OBJECTIVE:
Reproduce verbatim every row below, from the one containing "Return boxes for hairy stem." down to the one containing "[8,57,27,75]", both included.

---------- RECORDS FOR THIS TASK

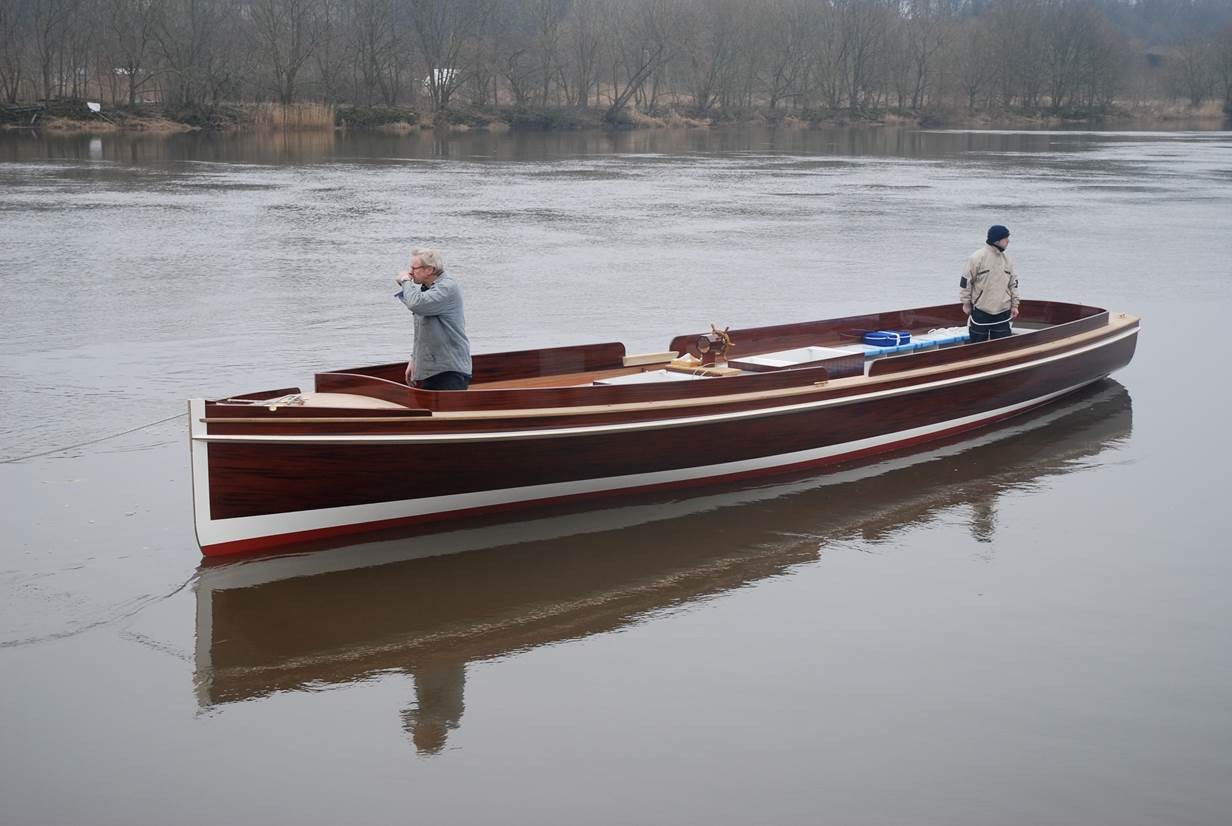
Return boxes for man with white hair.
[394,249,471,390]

--------------------
---------- RECORDS FOR THIS TASK

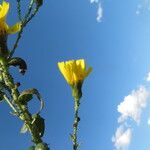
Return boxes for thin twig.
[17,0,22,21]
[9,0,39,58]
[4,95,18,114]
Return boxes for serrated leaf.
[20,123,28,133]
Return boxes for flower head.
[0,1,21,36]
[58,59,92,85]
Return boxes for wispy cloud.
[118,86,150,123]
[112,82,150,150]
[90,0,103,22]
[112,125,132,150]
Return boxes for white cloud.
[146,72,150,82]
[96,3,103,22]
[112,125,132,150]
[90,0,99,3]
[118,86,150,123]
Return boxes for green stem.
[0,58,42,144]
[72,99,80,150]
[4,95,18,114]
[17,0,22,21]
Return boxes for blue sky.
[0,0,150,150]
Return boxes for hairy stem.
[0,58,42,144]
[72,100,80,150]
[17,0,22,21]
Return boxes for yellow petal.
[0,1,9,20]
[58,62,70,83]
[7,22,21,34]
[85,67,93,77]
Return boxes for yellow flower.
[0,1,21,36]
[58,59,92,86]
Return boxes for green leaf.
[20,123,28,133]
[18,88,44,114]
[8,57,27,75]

--------------------
---------- RECORDS FOR THIS TASK

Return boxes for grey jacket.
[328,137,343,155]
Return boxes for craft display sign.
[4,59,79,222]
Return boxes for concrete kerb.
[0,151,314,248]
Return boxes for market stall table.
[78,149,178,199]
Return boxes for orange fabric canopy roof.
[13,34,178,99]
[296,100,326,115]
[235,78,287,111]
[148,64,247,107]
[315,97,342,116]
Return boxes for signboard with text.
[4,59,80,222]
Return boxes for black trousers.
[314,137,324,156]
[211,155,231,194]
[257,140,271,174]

--------------------

CORRECT RESULT:
Return boxes for hairy stem.
[0,58,42,144]
[72,100,80,150]
[17,0,22,21]
Return boxes for yellow petal.
[0,1,9,20]
[58,62,70,83]
[7,22,21,34]
[85,67,93,77]
Return boxes for yellow flower.
[0,1,21,36]
[58,59,92,86]
Return boxes for green leaf.
[20,123,28,133]
[18,88,44,114]
[8,57,27,75]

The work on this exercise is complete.